-------- MATERIAL FOR THIS EXERCISE
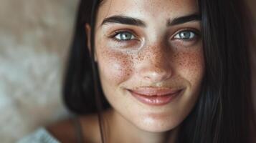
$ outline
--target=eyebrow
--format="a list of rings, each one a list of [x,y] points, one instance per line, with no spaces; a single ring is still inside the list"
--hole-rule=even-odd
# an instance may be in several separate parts
[[[129,16],[113,16],[105,19],[101,25],[107,23],[118,23],[128,25],[134,25],[138,26],[146,27],[146,24],[143,21]]]
[[[181,17],[176,17],[172,20],[169,19],[167,21],[166,26],[171,26],[181,24],[192,21],[200,21],[200,20],[201,20],[201,17],[199,16],[199,14],[193,14],[187,16],[183,16]],[[115,15],[115,16],[105,18],[104,19],[101,25],[104,25],[108,23],[117,23],[117,24],[133,25],[133,26],[138,26],[142,27],[146,26],[146,23],[141,19],[130,17],[130,16],[125,16],[122,15]]]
----------------
Rewrite the material with "eyebrow" substituted by "mouth" and everything else left unchanged. Leave the pictures out.

EXERCISE RESULT
$ outline
--target=mouth
--format="a list of rings, each one a list of [x,y] points, one instance per line, with no spaces; a single ring is still inside the list"
--hole-rule=even-odd
# an instance may be in several separate parts
[[[129,16],[113,16],[105,19],[101,25],[107,23],[118,23],[128,25],[134,25],[138,26],[146,27],[146,24],[143,21]]]
[[[181,17],[176,17],[172,20],[169,19],[167,21],[166,26],[171,26],[181,24],[192,21],[200,21],[200,20],[201,20],[201,17],[199,16],[199,14],[193,14],[187,16],[183,16]],[[115,15],[115,16],[105,18],[104,19],[101,25],[104,25],[108,23],[117,23],[117,24],[133,25],[133,26],[138,26],[142,27],[146,26],[146,23],[141,19],[130,17],[130,16],[125,16],[122,15]]]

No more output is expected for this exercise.